_What the task requires_: Every single line below has to be printed once more, exactly.

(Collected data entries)

::::::::

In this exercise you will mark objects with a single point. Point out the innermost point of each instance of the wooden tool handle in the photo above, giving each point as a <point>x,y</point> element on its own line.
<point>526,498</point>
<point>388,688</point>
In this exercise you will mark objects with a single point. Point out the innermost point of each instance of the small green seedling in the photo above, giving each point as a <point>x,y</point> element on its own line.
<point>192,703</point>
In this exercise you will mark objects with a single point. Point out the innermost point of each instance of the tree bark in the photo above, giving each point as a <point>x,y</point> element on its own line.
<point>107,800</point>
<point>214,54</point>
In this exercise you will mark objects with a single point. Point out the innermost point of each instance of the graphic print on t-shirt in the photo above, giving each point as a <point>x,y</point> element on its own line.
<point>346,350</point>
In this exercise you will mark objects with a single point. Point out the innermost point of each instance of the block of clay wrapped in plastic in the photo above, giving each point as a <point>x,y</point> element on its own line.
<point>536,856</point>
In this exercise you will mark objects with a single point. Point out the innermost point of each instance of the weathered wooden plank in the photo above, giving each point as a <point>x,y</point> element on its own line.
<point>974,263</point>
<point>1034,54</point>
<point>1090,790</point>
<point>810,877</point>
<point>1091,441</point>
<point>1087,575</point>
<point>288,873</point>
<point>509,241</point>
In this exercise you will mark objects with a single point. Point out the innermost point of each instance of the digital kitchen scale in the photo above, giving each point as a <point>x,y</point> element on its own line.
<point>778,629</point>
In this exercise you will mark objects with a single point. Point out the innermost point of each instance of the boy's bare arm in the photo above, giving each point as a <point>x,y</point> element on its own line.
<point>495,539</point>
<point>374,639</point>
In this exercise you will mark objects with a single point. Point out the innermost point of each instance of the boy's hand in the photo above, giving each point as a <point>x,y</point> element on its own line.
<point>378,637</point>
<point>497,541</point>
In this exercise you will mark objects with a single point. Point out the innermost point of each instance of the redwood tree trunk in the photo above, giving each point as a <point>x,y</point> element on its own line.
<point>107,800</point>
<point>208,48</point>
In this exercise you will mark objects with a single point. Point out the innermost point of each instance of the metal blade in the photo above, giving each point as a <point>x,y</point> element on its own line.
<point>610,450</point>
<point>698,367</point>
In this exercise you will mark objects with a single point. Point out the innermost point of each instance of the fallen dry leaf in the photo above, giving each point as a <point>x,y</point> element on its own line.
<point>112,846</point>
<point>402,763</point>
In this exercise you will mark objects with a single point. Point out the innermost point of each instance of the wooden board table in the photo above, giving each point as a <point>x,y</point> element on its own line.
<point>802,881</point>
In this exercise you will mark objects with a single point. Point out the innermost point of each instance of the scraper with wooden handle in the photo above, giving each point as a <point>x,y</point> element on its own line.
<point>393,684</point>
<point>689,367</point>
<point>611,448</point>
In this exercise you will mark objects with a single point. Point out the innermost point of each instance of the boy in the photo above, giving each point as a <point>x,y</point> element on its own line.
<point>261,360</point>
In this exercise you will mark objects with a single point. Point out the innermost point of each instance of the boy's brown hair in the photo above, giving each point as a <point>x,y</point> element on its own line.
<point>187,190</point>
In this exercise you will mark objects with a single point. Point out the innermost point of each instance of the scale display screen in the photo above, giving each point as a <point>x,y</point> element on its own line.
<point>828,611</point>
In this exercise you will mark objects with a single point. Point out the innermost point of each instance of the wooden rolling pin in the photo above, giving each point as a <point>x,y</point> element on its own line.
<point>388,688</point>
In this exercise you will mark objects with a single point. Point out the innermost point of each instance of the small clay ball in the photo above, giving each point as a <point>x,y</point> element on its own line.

::::::::

_Response to the task_:
In this exercise you will mark objects with a single point. Point out the innermost point of each instance of the wooden tool handle in the photo above, giving each point as a <point>x,y</point> element on its own line.
<point>526,498</point>
<point>388,688</point>
In this exercise you will mark objects with a single point. Point out the innermost point of each instance of the small green seedling in the photo above, giving each point as a <point>x,y</point> element on its own line.
<point>192,703</point>
In this exercise you will mark objects with a single point. Point out the innermost point of each instance of the tree bark in the photo above, giving each point as a <point>x,y</point> element on its own line.
<point>107,800</point>
<point>214,54</point>
In this exercise you will mark objects with a single point. Point out the innermost point of each instance of the graphic print on t-shirt in the photo above, giving each point as a <point>x,y</point> element on its own line.
<point>346,350</point>
In this exercise you will mark objects with a single point. Point out the innermost point of each instance of the block of clay wrapped in plastic in the photo above, giving each point as a <point>x,y</point> element on its own line.
<point>536,856</point>
In this exercise you will mark objects with a single point. Point out the innermost point of each instance of the weathered wooden plank in the photo above, giving each point as a <point>x,y</point> element on its own line.
<point>974,263</point>
<point>1034,54</point>
<point>1090,790</point>
<point>810,877</point>
<point>1091,441</point>
<point>1087,575</point>
<point>288,873</point>
<point>509,241</point>
In this exercise you will mark objects with a single point. Point out the innermost point of each instance of the digital kitchen scale in the photo above, giving each point as a <point>x,y</point> element on its own line.
<point>778,629</point>
In this exercise you will mark objects with a single point. Point out the innermost point of each instance of the boy's bare arm in the photo above, giving each point as a <point>x,y</point> element on its own line.
<point>495,539</point>
<point>374,639</point>
In this exercise you will mark objects with a single point. Point out the innermost point of each instance of the boy's hand in the photo above, giving each point as a <point>x,y</point> element on its own line.
<point>378,637</point>
<point>497,541</point>
In this exercise you will mark objects with a single point. Point out the innermost point of each instance of the redwood tree trunk in the photo above, giving each point as a <point>x,y</point> element on its own line.
<point>107,800</point>
<point>208,48</point>
In this exercise you will mark objects with a single point. Point out the innermost point of each instance of the metal blade in the photo above, giving each point as a <point>x,y</point> element on its own line.
<point>610,450</point>
<point>698,367</point>
In this exercise you will mark objects with a single point. Point out the innermost point of each instance of the fallen dry leaf in the photo above, giving each point as a <point>x,y</point> element on its own line.
<point>112,846</point>
<point>402,763</point>
In this exercise you will mark objects with a single point. Point out the innermost point of each instance of the wooden board table in the photo above, giving each point as a <point>x,y</point> element on its own line.
<point>802,881</point>
In this exercise you will mark objects with a single point. Point out the innermost point of each instance of the scraper with wooden handle in the photo above, giving each point as a <point>x,y</point> element on its own line.
<point>393,684</point>
<point>689,367</point>
<point>611,448</point>
In this exercise you will mark objects with a single point. Point out the innermost point of each instance of the boy in the photo above, giving each point as a <point>x,y</point> element on its own line.
<point>261,360</point>
In this exercise you will mark objects with a single point. Point out the innermost point of each instance of the boy's brown hair in the photo above, giving each point as a <point>x,y</point> element on its own line.
<point>187,190</point>
In this exercise you will mark objects with a single point. Point out the innermost point of each instance of the scale display screen in the photo above, giving each point as a <point>x,y</point> element on its own line.
<point>828,611</point>
In this exercise you will mark objects with a single point. Point out the innermost point of each instance of the wooden rolling pin in the photo above, giving each point as a <point>x,y</point> element on its own line.
<point>388,688</point>
In this exercise you will mark objects with a single point. Point out the innermost point of each instance of the small clay ball in the photo above, giving each point as a <point>x,y</point> element on its own line.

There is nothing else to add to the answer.